On Mon, Mar 03, 2025 at 05:13:56PM +0530, Prasad Pandit wrote:
> Hello Peter,
> 
> On Fri, 28 Feb 2025 at 19:13, Peter Xu <pet...@redhat.com> wrote:
> > We should be able to do multifd's flush and sync before VM
> > stopped in postcopy_start()..
> >
> > What I actually think the easiest is to do flush and sync once in
> > postcopy_start() as mentioned above.  I think that'll serialize with
> > postcopy messages later on the main channel, making sure all channels are
> > flushed before moving to postcopy work.
> 
> * Is there some specific benefit to calling
> 'multifd_ram_flush_and_sync()' from OR before postcopy_start()? Maybe
> that is missing on me.
> 
> * I'll try to explain why adding a migration command makes sense:
> 
>    - I did call 'multifd_ram_flush_and_sync()' before calling
> postcopy_start() in migration_iteration_run(). After flushing the
> 'multifd_send' queue, all it does is send
> 'RAM_SAVE_FLAG_MULTIFD_FLUSH' flag on the main channel. On the
> destination side the 'qemu_loadvm_state_main()' function does not
> understand that message, because it looks for 'section_type'; And when
> it is not able to identify the section, it leads to an error.
> 
>           "Expected vmdescription section, but got %d", section_type(=0)"

> **ENTRIES PROVIDED**:
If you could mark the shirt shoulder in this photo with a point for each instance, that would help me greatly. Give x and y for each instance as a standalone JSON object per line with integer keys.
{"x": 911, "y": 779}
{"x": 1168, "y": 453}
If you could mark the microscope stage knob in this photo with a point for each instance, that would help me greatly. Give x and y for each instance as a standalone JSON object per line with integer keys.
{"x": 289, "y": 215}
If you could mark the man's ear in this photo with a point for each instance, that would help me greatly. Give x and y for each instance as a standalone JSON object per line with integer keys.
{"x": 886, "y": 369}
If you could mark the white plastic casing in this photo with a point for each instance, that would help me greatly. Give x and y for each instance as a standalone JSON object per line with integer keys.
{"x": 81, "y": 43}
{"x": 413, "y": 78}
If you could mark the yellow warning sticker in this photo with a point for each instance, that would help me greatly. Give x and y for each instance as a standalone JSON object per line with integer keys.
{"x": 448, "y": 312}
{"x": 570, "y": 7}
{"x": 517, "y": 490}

> **TO DO**:
a) Reproduce the stretch of the email from "On Mon, Mar" through "stopped in postcopy_start()..".
b) According to the email, on which channel is the 'RAM_SAVE_FLAG_MULTIFD_FLUSH' flag sent after the 'multifd_send' queue is flushed?
c) List every function name in the email that is written with empty parentheses.
The items bear no relation to the email.

> **THE REPLIES**:
a)
On Mon, Mar 03, 2025 at 05:13:56PM +0530, Prasad Pandit wrote:
> Hello Peter,
> 
> On Fri, 28 Feb 2025 at 19:13, Peter Xu <pet...@redhat.com> wrote:
> > We should be able to do multifd's flush and sync before VM
> > stopped in postcopy_start()..

b) On the main channel.

c) postcopy_start(), multifd_ram_flush_and_sync(), migration_iteration_run(), qemu_loadvm_state_main()